### Data section:
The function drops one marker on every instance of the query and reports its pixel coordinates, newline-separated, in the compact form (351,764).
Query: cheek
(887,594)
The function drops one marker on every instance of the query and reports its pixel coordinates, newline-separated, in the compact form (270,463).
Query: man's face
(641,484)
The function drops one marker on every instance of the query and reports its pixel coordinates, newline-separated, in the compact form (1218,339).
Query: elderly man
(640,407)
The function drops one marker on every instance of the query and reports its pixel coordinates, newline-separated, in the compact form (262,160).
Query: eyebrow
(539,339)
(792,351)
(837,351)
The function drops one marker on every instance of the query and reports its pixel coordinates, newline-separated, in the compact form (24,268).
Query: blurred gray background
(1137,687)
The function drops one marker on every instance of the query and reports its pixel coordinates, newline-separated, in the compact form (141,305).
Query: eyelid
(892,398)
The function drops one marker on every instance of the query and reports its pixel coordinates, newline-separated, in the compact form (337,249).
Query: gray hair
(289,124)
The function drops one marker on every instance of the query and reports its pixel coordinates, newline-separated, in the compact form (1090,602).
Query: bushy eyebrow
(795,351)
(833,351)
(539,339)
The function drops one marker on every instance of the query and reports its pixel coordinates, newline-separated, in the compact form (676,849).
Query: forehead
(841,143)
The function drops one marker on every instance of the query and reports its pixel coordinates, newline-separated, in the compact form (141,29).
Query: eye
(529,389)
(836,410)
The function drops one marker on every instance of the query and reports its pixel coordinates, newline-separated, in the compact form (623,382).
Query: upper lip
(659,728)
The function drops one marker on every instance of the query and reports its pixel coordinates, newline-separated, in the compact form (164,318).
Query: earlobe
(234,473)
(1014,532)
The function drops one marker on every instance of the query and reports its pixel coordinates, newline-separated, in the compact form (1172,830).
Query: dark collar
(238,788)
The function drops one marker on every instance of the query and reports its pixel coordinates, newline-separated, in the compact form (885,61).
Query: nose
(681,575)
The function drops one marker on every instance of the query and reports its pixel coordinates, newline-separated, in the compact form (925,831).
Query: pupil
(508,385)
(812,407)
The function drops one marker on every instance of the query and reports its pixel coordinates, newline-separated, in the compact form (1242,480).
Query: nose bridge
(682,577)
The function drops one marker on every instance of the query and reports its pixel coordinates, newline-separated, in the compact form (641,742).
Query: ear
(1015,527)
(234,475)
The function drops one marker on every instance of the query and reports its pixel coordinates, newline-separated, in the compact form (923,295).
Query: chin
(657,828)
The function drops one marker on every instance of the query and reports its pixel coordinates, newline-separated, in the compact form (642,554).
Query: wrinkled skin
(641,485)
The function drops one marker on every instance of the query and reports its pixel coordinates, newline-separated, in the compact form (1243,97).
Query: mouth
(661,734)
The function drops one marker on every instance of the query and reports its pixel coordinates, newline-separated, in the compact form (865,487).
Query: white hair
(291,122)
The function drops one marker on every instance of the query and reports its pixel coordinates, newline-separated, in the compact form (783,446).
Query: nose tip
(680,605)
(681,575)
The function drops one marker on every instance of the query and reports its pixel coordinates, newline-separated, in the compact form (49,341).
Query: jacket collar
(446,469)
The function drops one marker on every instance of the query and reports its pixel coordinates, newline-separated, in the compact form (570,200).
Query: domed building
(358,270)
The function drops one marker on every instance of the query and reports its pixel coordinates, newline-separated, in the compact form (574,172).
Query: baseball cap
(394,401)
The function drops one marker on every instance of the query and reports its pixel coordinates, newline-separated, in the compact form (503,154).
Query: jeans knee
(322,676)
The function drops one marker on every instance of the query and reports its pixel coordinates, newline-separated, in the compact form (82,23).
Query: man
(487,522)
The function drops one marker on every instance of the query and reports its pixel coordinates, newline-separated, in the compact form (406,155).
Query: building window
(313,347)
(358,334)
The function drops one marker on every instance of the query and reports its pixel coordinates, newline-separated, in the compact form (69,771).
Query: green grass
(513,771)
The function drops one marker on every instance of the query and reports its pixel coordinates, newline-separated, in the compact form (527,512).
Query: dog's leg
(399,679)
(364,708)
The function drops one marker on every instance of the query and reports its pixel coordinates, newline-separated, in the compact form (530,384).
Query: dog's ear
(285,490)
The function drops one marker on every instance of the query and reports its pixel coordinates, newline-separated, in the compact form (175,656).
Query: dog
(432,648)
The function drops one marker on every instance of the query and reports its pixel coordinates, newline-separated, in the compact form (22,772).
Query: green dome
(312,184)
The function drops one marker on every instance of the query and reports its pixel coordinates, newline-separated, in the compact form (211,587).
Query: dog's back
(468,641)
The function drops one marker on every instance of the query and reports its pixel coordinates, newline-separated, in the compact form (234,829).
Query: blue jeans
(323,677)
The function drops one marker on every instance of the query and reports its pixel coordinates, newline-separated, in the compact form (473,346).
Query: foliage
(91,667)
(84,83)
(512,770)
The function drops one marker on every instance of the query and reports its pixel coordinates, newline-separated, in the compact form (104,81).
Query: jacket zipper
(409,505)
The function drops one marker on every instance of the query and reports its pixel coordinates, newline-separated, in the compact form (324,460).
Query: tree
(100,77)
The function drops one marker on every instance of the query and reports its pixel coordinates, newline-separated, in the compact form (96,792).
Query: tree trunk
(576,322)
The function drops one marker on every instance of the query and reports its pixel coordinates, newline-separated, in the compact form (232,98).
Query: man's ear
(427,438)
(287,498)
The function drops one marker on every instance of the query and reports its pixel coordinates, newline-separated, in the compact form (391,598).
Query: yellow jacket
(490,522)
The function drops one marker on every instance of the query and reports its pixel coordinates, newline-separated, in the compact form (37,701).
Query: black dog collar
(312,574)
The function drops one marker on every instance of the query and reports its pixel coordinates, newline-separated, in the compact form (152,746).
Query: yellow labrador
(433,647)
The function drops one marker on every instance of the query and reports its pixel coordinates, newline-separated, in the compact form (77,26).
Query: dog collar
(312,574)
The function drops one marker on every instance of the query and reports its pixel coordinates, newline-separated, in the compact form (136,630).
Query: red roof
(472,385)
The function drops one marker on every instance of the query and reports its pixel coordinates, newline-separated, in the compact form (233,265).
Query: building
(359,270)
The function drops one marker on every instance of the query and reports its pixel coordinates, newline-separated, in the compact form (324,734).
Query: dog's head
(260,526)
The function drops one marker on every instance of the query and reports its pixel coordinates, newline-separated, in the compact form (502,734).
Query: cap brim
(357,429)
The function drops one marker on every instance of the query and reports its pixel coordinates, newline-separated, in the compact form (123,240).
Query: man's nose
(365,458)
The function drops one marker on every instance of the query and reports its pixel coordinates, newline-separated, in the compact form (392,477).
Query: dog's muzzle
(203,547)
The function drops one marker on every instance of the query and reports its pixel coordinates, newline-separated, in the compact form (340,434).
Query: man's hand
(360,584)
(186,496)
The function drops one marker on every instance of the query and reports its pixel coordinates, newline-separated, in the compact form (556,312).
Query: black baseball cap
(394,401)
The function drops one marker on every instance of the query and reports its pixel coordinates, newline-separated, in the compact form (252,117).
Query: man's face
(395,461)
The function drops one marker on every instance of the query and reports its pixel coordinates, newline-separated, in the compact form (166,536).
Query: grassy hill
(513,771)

### Your goal:
Copy all the records above precisely.

### Problem solution:
The function drops one marker on every instance of the query and reports its pixel coordinates, newline-separated, in the compact form (351,764).
Query: cheek
(887,594)
The function drops one marker on every instance of the query and reports its pixel coordinates, newline-separated, in the compact form (270,463).
Query: man's face
(641,484)
The function drops one marker on every instance of the query and reports its pixel coordinates, newline-separated, in the compact form (1218,339).
Query: elderly man
(640,407)
The function drops one marker on every instance of the query and reports its pixel coordinates, newline-separated, in the compact form (262,160).
Query: eyebrow
(539,339)
(792,351)
(837,351)
The function drops one marker on every instance of the query and reports its pixel coordinates, newline-separated, in the compact form (24,268).
Query: blurred gray background
(1137,687)
The function drops one marker on every instance of the query and reports its pixel coordinates, newline-separated, in the compact form (141,305).
Query: eyelid
(892,398)
The function drops one marker on every instance of the query and reports its pixel coordinates, newline-separated, in the compact form (337,249).
Query: gray hair
(289,124)
The function drops one marker on every instance of the query and reports its pixel coordinates, newline-separated, in the compact form (1090,602).
Query: bushy eyebrow
(795,351)
(833,351)
(539,339)
The function drops one marker on every instance of the query and reports its pixel coordinates, newline-separated, in the compact form (676,849).
Query: forehead
(841,143)
The function drops one marker on every instance of the query and reports its pixel coordinates, newline-separated, in the compact form (141,29).
Query: eye
(529,389)
(836,410)
The function drops one marker on every instance of the query and reports its pixel coordinates, newline-separated, in the compact form (623,382).
Query: upper lip
(659,728)
The function drops one marker on every instance of the query and reports its pixel coordinates, newline-separated, in the compact form (164,318).
Query: earlobe
(234,473)
(1014,532)
The function drops one marker on every instance of the query and reports its pixel coordinates, newline-separated, in the compact form (1172,830).
Query: dark collar
(238,788)
The function drops one marker on every instance of the query and reports its pixel coordinates, newline-separated, in the compact form (885,61).
Query: nose
(681,575)
The function drops one marker on every instance of the query and reports its pixel coordinates, newline-separated, in the compact form (925,831).
Query: pupil
(508,385)
(812,407)
The function drops one marker on every instance of the query and reports its pixel coordinates, newline-separated, in the compact form (1242,480).
Query: nose bridge
(682,577)
The function drops one marker on every instance of the query and reports its pixel coordinates, newline-separated, in the compact form (641,742).
Query: ear
(1015,527)
(234,475)
The function drops one marker on every instance of the query and reports its pixel coordinates, newline-separated, in the compact form (923,295).
Query: chin
(657,828)
The function drops one marker on every instance of the query and reports its pixel coordinates, newline-separated, in the compact form (642,554).
Query: wrinkled skin
(641,485)
The function drops one marker on every instance of the query and reports its pixel coordinates, newline-separated, in the compact form (1243,97).
Query: mouth
(661,734)
The function drops one marker on every instance of the query and reports its pixel coordinates, newline-separated, in the compact form (865,487).
Query: white hair
(291,122)
The function drops one marker on every instance of the query and reports its pixel coordinates, newline-separated, in the compact form (783,446).
Query: nose tip
(680,605)
(681,575)
The function drops one marker on every instance of the query and reports its pixel coordinates, newline-separated, in the compact form (49,341).
Query: jacket collar
(446,469)
The function drops one marker on every instance of the query and reports its pixel coordinates, newline-separated, in the compact form (570,200).
Query: domed building
(358,270)
The function drops one marker on every instance of the query and reports its pixel coordinates, newline-separated, in the compact form (574,172).
Query: baseball cap
(394,401)
The function drops one marker on every instance of the query and reports its pixel coordinates, newline-separated, in the compact form (503,154).
Query: jeans knee
(322,676)
The function drops one marker on every instance of the query and reports its pixel coordinates, newline-separated, in the compact form (82,23).
Query: man
(487,522)
The function drops one marker on every instance of the query and reports its pixel coordinates, newline-separated, in the compact form (406,155).
Query: building window
(313,347)
(358,334)
The function drops one marker on every instance of the query and reports its pixel coordinates, newline-separated, in the compact form (69,771).
Query: green grass
(513,771)
The function drops one marker on every instance of the query and reports its pixel coordinates, newline-separated, in the compact form (527,512).
Query: dog's leg
(399,679)
(364,708)
The function drops one marker on every instance of the query and reports its pixel coordinates, newline-separated, in the compact form (530,384).
Query: dog's ear
(285,490)
The function drops one marker on every instance of the query and reports its pixel coordinates, newline-separated, in the compact form (175,656).
Query: dog
(432,648)
The function drops one marker on every instance of the query and reports its pixel coordinates, newline-separated, in the compact form (22,772).
Query: green dome
(312,184)
The function drops one marker on every instance of the query and reports its pixel coordinates, newline-separated, in the compact form (211,587).
Query: dog's back
(468,641)
The function drops one marker on every instance of the query and reports its pixel coordinates, newline-separated, in the compact form (234,829).
Query: blue jeans
(323,677)
The function drops one marker on every instance of the query and reports its pixel coordinates, newline-separated, in the compact form (473,346).
Query: foliage
(91,667)
(84,83)
(512,770)
The function drops one marker on every instance of the query and reports its pixel coordinates, newline-separated, in the compact form (104,81).
Query: jacket zipper
(409,505)
The function drops one marker on every instance of the query and reports its pixel coordinates, newline-separated, in the compact form (324,460).
Query: tree
(100,77)
The function drops one marker on every instance of the query and reports its pixel coordinates, newline-separated, in the compact form (96,792).
Query: tree trunk
(576,322)
The function drops one marker on every instance of the query and reports its pixel coordinates, newline-separated, in the compact form (232,98).
Query: man's ear
(427,438)
(287,498)
The function drops one marker on every instance of the query and reports its pixel coordinates, newline-separated, in the compact form (391,598).
Query: yellow jacket
(490,522)
The function drops one marker on every instance of the query and reports its pixel coordinates, newline-separated, in the compact form (37,701).
Query: black dog collar
(312,574)
The function drops one marker on every instance of the query and reports its pixel coordinates, newline-separated, in the compact form (152,746).
Query: yellow labrador
(433,647)
The function drops one marker on every instance of the query and reports its pixel coordinates, newline-separated, in the compact form (77,26).
Query: dog collar
(312,574)
The function drops one marker on every instance of the query and reports its pixel coordinates, newline-separated, in the compact form (136,630).
Query: red roof
(472,385)
The function drops one marker on every instance of the query and reports its pixel coordinates, newline-separated, in the compact form (233,265).
Query: building
(359,270)
The function drops one marker on every instance of the query and reports its pixel coordinates, newline-separated, in the compact form (324,734).
Query: dog's head
(260,526)
The function drops one marker on every instance of the query and reports its pixel coordinates, newline-separated, in the compact form (502,734).
Query: cap brim
(357,429)
The function drops one marker on every instance of the query and reports its pixel coordinates, newline-separated, in the compact form (123,240).
Query: man's nose
(365,458)
The function drops one marker on every instance of the query and reports its pixel coordinates, newline-separated, in the compact form (392,477).
Query: dog's muzzle
(203,547)
The function drops one marker on every instance of the query and reports its pixel coordinates, newline-separated, in the compact form (340,434).
Query: man's hand
(360,584)
(186,496)
The function drops one marker on every instance of the query and reports its pixel coordinates, newline-separated, in the compact form (556,312).
Query: black baseball cap
(394,401)
The function drops one marker on every instance of the query and reports its pixel coordinates, newline-separated, in the compact form (252,117).
Query: man's face
(395,461)
The function drops one marker on every instance of the query and reports its pixel coordinates, newline-separated, in the compact form (166,536).
Query: grassy hill
(513,771)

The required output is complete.